What is expected
Nothing should be left out: output all of the entries exactly.

::: Material provided

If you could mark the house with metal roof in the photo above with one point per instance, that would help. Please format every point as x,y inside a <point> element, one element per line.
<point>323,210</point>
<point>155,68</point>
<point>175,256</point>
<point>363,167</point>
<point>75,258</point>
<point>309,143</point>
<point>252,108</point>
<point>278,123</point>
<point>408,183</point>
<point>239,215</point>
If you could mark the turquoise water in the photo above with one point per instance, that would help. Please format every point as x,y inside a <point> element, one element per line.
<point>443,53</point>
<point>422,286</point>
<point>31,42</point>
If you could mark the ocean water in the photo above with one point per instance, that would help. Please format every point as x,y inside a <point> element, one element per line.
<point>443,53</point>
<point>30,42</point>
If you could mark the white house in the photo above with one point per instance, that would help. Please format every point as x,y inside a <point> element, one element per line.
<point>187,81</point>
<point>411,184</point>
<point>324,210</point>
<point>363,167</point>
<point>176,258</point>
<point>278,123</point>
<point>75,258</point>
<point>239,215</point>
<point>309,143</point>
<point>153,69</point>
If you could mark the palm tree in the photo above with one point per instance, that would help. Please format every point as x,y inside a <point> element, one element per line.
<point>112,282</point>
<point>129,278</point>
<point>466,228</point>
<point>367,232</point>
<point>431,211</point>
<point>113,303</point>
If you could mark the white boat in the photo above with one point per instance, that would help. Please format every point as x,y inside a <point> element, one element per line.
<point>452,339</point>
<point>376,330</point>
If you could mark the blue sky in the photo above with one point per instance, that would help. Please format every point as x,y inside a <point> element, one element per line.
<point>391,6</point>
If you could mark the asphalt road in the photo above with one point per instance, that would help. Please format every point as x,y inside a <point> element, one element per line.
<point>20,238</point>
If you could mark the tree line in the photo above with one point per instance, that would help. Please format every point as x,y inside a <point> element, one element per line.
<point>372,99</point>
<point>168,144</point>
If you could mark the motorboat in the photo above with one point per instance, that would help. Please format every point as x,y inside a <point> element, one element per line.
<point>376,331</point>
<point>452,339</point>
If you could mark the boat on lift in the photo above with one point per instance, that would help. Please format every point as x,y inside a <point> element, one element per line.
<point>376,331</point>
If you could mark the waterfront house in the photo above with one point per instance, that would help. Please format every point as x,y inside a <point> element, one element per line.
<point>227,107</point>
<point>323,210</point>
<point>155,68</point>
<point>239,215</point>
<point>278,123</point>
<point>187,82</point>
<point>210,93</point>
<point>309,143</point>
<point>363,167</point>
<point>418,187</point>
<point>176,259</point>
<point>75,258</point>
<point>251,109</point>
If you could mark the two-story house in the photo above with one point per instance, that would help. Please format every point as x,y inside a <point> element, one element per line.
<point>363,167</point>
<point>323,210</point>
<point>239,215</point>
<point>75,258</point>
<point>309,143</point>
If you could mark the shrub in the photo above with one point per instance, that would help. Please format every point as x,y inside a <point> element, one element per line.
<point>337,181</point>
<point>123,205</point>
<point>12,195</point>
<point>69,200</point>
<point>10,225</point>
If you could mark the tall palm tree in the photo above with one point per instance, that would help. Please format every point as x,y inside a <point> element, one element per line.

::::::

Completed task
If you could mark the house with metal roof in the photo above with one point per instance, that would help. Please format every point as x,y inside a <point> element, one element per line.
<point>323,210</point>
<point>155,68</point>
<point>175,256</point>
<point>363,167</point>
<point>75,258</point>
<point>309,143</point>
<point>252,108</point>
<point>278,123</point>
<point>408,183</point>
<point>239,215</point>
If you could mark the turquoise water in the photo above with one point per instance, that would help. Please format every point as x,y inside a <point> element, one element per line.
<point>443,53</point>
<point>422,286</point>
<point>31,42</point>
If you could mark the ocean water in the photo above with one point per instance, that would help. Please format every point as x,y inside a <point> element, one element per line.
<point>443,53</point>
<point>30,42</point>
If you could mark the white house in the photo above with one point per instance, that would help. Please format every point as x,y inside a <point> element, one element per line.
<point>187,81</point>
<point>411,184</point>
<point>324,210</point>
<point>363,167</point>
<point>176,258</point>
<point>278,123</point>
<point>75,258</point>
<point>239,215</point>
<point>309,143</point>
<point>153,69</point>
If you could mark the palm tree in the photo above with one point per instance, that would help. Please format every point as x,y inside a <point> element, one element per line.
<point>112,282</point>
<point>129,278</point>
<point>466,228</point>
<point>367,232</point>
<point>431,211</point>
<point>113,303</point>
If you could mark the white boat in the photo above with one point per instance, that would help. Please format every point as x,y inside a <point> element, one element per line.
<point>452,339</point>
<point>376,330</point>
If you could mark the blue sky in the photo above with one point per instance, that would help. Please format every point as x,y inside a <point> element, one element per line.
<point>391,6</point>
If you could mark the asphalt road in the photo above with one point per instance, that would help. Please format every point as x,y inside a <point> element, one element per line.
<point>20,238</point>
If you could mark the tree line in the photo above with one point per instance, that would help. Please format every point as x,y inside a <point> element, one element per line.
<point>372,99</point>
<point>168,144</point>
If you could mark the motorboat in the photo above with one point per instance, that would help. Please format every point as x,y inside a <point> element, one element per line.
<point>376,331</point>
<point>452,339</point>
If you could mark the boat on lift in the photo above with one point per instance, that would help. Please format every point as x,y inside a <point> element, one element per line.
<point>376,331</point>
If you could mark the waterfront house in the photo above with one point per instance, that would help. Please format every point as x,y inside a <point> element, one element per line.
<point>227,107</point>
<point>323,210</point>
<point>155,68</point>
<point>239,215</point>
<point>278,123</point>
<point>187,82</point>
<point>210,93</point>
<point>309,143</point>
<point>363,167</point>
<point>418,187</point>
<point>176,259</point>
<point>75,258</point>
<point>251,109</point>
If you could mark the two-story house in the photo above with one point per instance, that would help. Please format every point as x,y inside a <point> element, one element per line.
<point>363,167</point>
<point>323,210</point>
<point>239,215</point>
<point>75,258</point>
<point>309,143</point>
If you could mark the shrub in the photo above with one point per instance, that would help. Please format every point as x,y inside a <point> element, one element per line.
<point>337,181</point>
<point>123,205</point>
<point>12,195</point>
<point>69,200</point>
<point>10,225</point>
If you could mark the tall palm tree in the photo above with one point per instance, that would help. Please format every point as x,y inside a <point> element, one element per line.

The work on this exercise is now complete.